*Questions on the material:*
A – In the essay about Steve Jobs, rewrite the passage from "I’m sat on a" to "What a life.", putting "bus" in place of "train".
B – According to the essay about Steve Jobs, what program was used to lay out the college magazine on the first Mac?

*Text:*
I remember my first encounter with a Mac vividly. I was still in my teens – just – and in my first year of an English Literature degree. I’d been persuaded by a friend – whose name I’m embarrassed to admit I’ve long forgotten – to see what I could do to get the college magazine back on its feet after a disastrous year. There, sat in the cubbyhole that masqueraded as the magazine office, was a Mac. No hard drive, tiny greyscale screen. That tiny little box changed my life. We wrote in Word and laid out in Aldus Pagemaker on that little box. It did what we had several expensive typesetting machines and a handfuls of PCs to do back at Felix, Imperial College’s student magazine. I had the power to publish on a desk, in one box. I was hooked.
When the news came, years ago now, that Steve Jobs had pancreatic cancer, I felt a chill. The last time I heard that diagnosis, it was applied to my Dad. The oncologist had looked each of us in the eye, and then handed me a piece of paper with the number 3 written on it. “Years?” I asked. “Months,” he replied. Dad beat the odds. He made it to 9 months.
Within weeks of that horrible day, I had bought myself my first Mac of Jobs’ second era at Apple: one of those much-mocked clamshell iBooks, in graphite. I bought it so I could work from Suffolk when I needed to, and my brother bought a digital video camera so we could capture some of those last, happy days. And so I discovered iMovie, and a new set of opportunities for creation, for recording and sharing opened up. Within a few months of my Dad’s death, I was blogging, and using that to post the first pictures from my very first digital camera. 2001 changed my life in many ways, but many of those changes were mediated through that toilet-seat iBook.
I’m sat on a train somewhere between West Sussex and London, typing these words on an iPad. (You know that whole “iPad is for consumption not creation meme”? I never got the memo.) It’s given to very few to change the lives of millions in a positive way. It’s given to even fewer to provide the world with beautiful, functional tools that change our relationship to both our own creativity and the creativity of others. Jobs looked at the digital revolution and dreamed of using it to do things better, to live better, to make things better. And he did that. What a life.
Thank you, Steve. I can honestly say that your work made my life a better place, and continues to do so every single day.

*Recorded data:*

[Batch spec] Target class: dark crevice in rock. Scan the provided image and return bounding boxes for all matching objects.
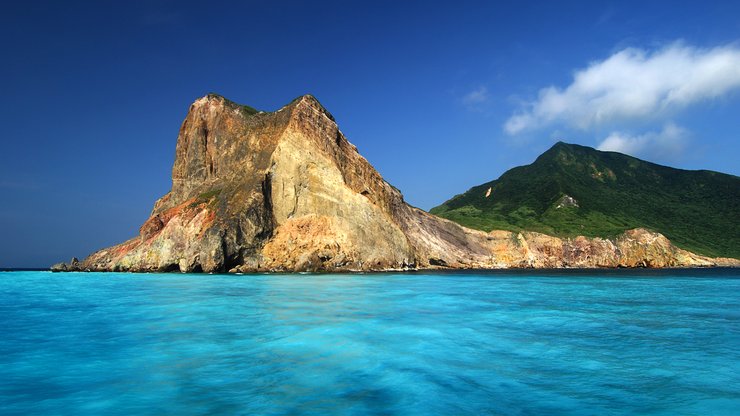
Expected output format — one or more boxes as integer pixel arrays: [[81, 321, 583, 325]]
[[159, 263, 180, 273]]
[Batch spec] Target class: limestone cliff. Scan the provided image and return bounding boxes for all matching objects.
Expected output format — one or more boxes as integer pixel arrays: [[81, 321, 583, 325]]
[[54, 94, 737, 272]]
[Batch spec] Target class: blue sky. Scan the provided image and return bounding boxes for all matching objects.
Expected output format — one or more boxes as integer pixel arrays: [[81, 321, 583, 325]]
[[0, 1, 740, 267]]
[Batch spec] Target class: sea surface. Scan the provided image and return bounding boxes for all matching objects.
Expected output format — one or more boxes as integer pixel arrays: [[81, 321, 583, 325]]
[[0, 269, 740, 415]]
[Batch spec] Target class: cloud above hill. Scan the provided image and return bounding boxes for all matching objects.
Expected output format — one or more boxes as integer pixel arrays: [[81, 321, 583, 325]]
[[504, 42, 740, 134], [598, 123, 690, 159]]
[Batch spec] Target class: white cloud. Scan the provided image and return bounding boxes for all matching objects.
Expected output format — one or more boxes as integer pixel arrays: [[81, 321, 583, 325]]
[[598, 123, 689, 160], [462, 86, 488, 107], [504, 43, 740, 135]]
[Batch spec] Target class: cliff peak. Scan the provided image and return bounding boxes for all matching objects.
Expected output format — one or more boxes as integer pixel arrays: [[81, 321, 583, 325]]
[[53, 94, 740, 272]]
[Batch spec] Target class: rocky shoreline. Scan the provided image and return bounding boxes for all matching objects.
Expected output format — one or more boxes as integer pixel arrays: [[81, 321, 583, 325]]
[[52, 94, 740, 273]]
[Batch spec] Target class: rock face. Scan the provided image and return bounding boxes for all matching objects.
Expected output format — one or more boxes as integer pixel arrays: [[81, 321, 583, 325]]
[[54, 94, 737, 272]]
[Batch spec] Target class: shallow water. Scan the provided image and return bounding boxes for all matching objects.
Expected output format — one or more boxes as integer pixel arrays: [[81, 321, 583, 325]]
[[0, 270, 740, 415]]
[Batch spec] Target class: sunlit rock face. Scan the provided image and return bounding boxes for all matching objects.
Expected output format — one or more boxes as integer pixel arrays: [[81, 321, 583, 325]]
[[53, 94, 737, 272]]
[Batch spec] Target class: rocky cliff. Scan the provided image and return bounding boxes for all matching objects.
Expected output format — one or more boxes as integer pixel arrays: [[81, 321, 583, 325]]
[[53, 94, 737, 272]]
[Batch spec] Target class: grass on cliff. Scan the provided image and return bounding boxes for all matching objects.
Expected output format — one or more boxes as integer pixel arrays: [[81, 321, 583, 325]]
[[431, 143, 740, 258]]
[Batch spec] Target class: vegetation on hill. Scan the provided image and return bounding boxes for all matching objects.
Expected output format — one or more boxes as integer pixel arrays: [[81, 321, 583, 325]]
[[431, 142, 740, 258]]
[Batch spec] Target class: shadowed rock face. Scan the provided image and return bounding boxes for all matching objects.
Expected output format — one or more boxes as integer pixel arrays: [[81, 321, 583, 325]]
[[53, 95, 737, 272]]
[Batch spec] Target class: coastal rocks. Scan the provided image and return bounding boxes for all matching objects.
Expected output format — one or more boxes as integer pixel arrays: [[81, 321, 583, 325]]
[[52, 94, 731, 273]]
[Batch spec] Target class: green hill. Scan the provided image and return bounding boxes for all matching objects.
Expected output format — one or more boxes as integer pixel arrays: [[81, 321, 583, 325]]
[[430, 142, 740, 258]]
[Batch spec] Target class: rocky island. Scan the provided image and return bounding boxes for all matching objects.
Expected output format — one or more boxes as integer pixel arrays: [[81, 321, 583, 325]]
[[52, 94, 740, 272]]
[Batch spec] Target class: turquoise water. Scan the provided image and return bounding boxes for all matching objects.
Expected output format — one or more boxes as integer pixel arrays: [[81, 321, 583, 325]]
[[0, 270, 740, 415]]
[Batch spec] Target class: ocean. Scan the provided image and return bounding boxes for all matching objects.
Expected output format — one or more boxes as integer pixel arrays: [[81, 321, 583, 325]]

*Answers to each task:*
A –
I’m sat on a bus somewhere between West Sussex and London, typing these words on an iPad. (You know that whole “iPad is for consumption not creation meme”? I never got the memo.) It’s given to very few to change the lives of millions in a positive way. It’s given to even fewer to provide the world with beautiful, functional tools that change our relationship to both our own creativity and the creativity of others. Jobs looked at the digital revolution and dreamed of using it to do things better, to live better, to make things better. And he did that. What a life.

B – Aldus Pagemaker